### WHAT TO DO
Pick out every line in the listing below that contains the word "yellow", and copy each one.

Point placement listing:
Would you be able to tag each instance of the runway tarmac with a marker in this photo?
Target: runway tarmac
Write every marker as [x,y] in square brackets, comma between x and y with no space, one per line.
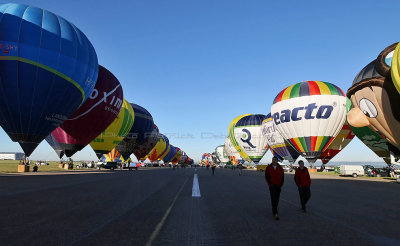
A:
[158,206]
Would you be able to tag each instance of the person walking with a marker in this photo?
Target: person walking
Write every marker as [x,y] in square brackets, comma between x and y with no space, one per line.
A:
[303,182]
[275,177]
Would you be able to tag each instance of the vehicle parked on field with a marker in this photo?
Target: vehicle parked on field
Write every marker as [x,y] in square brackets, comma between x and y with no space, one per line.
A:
[351,170]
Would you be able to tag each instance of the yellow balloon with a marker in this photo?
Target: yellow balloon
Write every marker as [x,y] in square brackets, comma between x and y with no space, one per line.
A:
[395,68]
[158,150]
[176,158]
[165,153]
[115,132]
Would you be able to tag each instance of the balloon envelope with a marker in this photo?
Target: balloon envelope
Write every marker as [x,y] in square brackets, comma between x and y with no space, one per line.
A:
[309,115]
[115,132]
[245,132]
[221,155]
[340,142]
[172,152]
[275,141]
[159,149]
[140,132]
[48,68]
[55,145]
[232,153]
[151,141]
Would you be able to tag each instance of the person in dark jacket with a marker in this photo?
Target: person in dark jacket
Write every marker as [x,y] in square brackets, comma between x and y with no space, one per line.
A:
[303,182]
[274,176]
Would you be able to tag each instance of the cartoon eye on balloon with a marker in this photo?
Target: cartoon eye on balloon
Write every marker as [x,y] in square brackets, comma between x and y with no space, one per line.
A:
[368,108]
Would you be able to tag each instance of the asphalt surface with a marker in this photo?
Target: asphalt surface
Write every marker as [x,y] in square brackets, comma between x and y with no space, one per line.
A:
[155,207]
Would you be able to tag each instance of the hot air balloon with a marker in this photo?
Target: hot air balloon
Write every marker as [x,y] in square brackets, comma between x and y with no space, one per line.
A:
[114,155]
[140,132]
[165,153]
[379,145]
[280,148]
[245,132]
[159,149]
[176,157]
[231,152]
[340,142]
[151,141]
[48,68]
[115,132]
[221,155]
[55,145]
[170,155]
[375,99]
[93,117]
[183,158]
[309,115]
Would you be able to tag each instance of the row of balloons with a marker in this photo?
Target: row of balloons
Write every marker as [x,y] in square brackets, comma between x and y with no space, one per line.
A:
[316,119]
[53,88]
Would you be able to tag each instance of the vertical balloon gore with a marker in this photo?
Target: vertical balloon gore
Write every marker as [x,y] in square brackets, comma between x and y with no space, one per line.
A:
[309,115]
[48,68]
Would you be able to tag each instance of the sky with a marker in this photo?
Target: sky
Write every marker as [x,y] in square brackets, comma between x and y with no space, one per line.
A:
[196,65]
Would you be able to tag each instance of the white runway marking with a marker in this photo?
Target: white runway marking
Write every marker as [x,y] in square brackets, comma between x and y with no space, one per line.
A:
[196,188]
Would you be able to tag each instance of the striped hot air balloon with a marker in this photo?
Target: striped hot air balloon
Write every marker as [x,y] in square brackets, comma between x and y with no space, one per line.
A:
[309,115]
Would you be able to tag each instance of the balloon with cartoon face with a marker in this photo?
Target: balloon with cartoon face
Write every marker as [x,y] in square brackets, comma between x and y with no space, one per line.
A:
[376,101]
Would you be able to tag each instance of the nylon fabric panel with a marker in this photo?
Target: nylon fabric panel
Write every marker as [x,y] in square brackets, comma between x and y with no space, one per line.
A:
[110,137]
[37,94]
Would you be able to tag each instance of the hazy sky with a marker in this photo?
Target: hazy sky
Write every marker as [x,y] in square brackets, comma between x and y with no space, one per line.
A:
[197,64]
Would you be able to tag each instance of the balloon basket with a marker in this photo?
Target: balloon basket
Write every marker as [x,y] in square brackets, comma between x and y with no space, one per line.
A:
[23,168]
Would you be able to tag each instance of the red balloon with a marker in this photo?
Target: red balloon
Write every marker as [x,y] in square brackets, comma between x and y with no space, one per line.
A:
[93,117]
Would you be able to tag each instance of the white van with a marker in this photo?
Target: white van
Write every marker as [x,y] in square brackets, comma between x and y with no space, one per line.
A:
[351,170]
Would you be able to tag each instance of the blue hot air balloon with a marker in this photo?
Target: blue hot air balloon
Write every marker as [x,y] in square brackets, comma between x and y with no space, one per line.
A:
[48,68]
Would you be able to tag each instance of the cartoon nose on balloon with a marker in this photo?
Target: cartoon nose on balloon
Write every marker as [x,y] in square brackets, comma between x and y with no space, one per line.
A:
[357,118]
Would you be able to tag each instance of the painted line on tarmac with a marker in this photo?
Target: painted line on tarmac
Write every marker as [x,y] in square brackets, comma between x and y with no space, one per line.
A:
[196,188]
[164,218]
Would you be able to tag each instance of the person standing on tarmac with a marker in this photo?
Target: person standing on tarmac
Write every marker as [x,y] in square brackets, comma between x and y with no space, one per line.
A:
[303,182]
[275,177]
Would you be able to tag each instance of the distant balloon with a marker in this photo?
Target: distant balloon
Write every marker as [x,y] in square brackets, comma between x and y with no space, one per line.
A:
[93,117]
[245,133]
[140,133]
[221,155]
[278,145]
[165,153]
[148,145]
[48,68]
[113,155]
[55,145]
[159,149]
[172,152]
[177,156]
[115,132]
[231,152]
[309,115]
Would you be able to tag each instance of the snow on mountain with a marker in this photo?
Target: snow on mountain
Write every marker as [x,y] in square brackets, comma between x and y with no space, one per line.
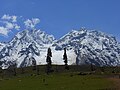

### RESULT OF THIS EXERCISE
Would you be able to tag each instance of the yellow balloon with a marker in this photo?
Target: yellow balloon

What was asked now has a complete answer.